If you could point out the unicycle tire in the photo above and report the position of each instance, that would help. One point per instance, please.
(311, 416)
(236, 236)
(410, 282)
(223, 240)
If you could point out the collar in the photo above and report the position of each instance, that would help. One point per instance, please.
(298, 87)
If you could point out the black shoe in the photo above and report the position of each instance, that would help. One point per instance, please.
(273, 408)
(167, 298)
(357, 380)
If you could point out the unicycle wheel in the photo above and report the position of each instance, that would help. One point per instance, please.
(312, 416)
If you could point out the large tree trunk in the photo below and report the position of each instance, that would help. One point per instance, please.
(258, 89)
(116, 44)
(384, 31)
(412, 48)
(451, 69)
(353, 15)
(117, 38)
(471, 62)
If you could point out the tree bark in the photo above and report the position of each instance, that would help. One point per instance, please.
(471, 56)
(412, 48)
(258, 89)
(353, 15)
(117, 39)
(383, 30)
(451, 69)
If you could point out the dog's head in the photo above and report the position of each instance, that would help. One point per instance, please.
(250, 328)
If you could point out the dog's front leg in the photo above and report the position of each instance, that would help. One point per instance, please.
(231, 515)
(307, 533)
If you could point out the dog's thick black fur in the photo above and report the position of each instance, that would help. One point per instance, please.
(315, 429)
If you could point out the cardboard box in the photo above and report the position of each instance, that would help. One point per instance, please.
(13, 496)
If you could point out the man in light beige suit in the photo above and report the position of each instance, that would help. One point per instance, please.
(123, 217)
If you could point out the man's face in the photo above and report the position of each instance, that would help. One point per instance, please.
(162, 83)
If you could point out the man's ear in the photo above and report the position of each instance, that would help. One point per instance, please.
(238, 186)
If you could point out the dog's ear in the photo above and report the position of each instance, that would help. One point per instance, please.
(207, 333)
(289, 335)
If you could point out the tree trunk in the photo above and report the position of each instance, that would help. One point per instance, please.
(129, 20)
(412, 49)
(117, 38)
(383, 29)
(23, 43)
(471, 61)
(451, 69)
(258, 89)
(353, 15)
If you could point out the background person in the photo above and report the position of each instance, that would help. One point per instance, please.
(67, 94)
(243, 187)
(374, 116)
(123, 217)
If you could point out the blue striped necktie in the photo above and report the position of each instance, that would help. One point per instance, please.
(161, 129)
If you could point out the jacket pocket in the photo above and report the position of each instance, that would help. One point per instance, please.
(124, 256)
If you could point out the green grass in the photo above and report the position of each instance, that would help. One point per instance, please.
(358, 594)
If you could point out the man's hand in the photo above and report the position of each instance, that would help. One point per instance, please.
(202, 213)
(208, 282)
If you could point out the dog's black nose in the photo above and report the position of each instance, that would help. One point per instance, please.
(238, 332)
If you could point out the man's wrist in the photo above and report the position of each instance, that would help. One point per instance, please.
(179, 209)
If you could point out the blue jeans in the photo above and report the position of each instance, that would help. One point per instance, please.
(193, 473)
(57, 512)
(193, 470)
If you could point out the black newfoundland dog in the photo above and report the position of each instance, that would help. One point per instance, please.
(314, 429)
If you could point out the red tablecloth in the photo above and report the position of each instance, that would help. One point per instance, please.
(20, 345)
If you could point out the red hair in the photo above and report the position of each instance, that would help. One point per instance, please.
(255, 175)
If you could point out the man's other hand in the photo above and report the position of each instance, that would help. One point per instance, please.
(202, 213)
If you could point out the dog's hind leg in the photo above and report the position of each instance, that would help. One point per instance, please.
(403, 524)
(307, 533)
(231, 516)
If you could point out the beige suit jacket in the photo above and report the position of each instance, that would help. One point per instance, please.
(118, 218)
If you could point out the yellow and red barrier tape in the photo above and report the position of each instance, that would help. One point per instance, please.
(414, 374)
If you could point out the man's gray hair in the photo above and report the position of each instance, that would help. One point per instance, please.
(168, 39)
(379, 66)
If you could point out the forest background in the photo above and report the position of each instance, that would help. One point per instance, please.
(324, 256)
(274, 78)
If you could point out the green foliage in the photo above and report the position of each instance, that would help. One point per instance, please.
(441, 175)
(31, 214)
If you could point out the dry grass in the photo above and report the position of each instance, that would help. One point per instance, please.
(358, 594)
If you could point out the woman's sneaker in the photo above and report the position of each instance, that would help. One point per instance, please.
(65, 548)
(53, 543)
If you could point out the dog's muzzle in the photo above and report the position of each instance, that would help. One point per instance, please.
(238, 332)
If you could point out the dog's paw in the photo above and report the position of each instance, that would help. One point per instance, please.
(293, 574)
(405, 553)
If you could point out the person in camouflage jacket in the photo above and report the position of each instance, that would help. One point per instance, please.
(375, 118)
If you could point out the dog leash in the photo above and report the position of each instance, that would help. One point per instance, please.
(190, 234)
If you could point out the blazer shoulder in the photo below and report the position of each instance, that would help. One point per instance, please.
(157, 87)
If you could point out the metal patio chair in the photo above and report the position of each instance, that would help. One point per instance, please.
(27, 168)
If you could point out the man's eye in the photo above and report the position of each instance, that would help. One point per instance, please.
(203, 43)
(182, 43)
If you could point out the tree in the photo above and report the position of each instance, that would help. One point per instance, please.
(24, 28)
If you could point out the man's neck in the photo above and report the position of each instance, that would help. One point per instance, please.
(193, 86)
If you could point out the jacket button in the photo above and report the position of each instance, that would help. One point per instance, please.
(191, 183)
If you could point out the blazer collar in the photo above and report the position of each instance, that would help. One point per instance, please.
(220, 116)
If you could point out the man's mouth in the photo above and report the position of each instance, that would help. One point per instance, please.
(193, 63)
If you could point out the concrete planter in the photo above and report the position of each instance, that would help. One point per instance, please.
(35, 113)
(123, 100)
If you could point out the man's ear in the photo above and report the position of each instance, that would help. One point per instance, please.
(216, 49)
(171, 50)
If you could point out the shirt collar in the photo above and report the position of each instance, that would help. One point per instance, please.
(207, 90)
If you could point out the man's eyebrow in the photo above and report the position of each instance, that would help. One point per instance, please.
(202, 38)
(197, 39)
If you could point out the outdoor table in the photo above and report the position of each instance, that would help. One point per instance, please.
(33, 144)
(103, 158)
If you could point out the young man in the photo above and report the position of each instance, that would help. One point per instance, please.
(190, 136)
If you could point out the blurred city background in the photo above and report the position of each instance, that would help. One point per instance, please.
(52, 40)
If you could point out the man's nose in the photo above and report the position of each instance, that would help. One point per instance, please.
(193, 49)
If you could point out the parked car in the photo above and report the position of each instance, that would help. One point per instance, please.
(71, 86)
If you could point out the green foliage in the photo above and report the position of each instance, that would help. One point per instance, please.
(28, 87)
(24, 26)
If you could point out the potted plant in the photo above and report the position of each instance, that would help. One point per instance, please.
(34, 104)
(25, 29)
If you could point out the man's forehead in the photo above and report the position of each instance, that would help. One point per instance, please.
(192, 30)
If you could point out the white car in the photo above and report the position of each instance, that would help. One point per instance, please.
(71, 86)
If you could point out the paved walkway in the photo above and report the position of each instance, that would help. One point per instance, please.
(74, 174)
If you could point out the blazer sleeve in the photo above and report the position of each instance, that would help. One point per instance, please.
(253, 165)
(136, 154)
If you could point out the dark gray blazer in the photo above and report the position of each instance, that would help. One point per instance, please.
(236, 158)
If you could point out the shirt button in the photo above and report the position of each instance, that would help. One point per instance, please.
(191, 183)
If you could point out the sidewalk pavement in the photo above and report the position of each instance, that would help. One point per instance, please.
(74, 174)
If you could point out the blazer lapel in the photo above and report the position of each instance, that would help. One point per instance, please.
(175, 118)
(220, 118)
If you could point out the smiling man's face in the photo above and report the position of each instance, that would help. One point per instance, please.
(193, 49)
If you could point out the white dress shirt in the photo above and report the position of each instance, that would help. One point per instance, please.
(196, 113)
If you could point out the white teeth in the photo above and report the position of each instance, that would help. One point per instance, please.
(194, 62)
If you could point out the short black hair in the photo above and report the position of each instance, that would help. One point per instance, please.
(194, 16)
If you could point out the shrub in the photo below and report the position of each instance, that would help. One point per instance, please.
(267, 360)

::::::::::

- [WHAT TO DO] Set out exactly the lines from the one bearing "If you could point out the shirt button" through the end of the data, including both ends and omitting all others.

- [SOLUTION]
If you could point out the shirt button in the photo above and report the position of each instance, that would help. One point per instance, please.
(191, 183)
If you could point out the sidewalk pavement in the photo above and report the position of each instance, that would help. One point per instance, please.
(74, 174)
If you could point out the blazer lapel in the photo above and report the position of each instance, that would help. One point per instance, please.
(175, 118)
(220, 118)
If you could point out the smiling man's face in the photo above and report the position of each instance, that would help. One point per instance, please.
(193, 49)
If you could point out the white dress shirt in the photo above and report the position of each instance, that would help. One point per instance, please.
(196, 113)
If you could point out the white teeth in the photo above and report the position of each instance, that would help. One point per instance, please.
(194, 62)
If you could point out the short black hair in the photo above and report the position of each instance, that would help. One point per instance, please.
(194, 16)
If you could point out the shrub in the photo below and report the position of each instance, that would help. One point per instance, please.
(267, 360)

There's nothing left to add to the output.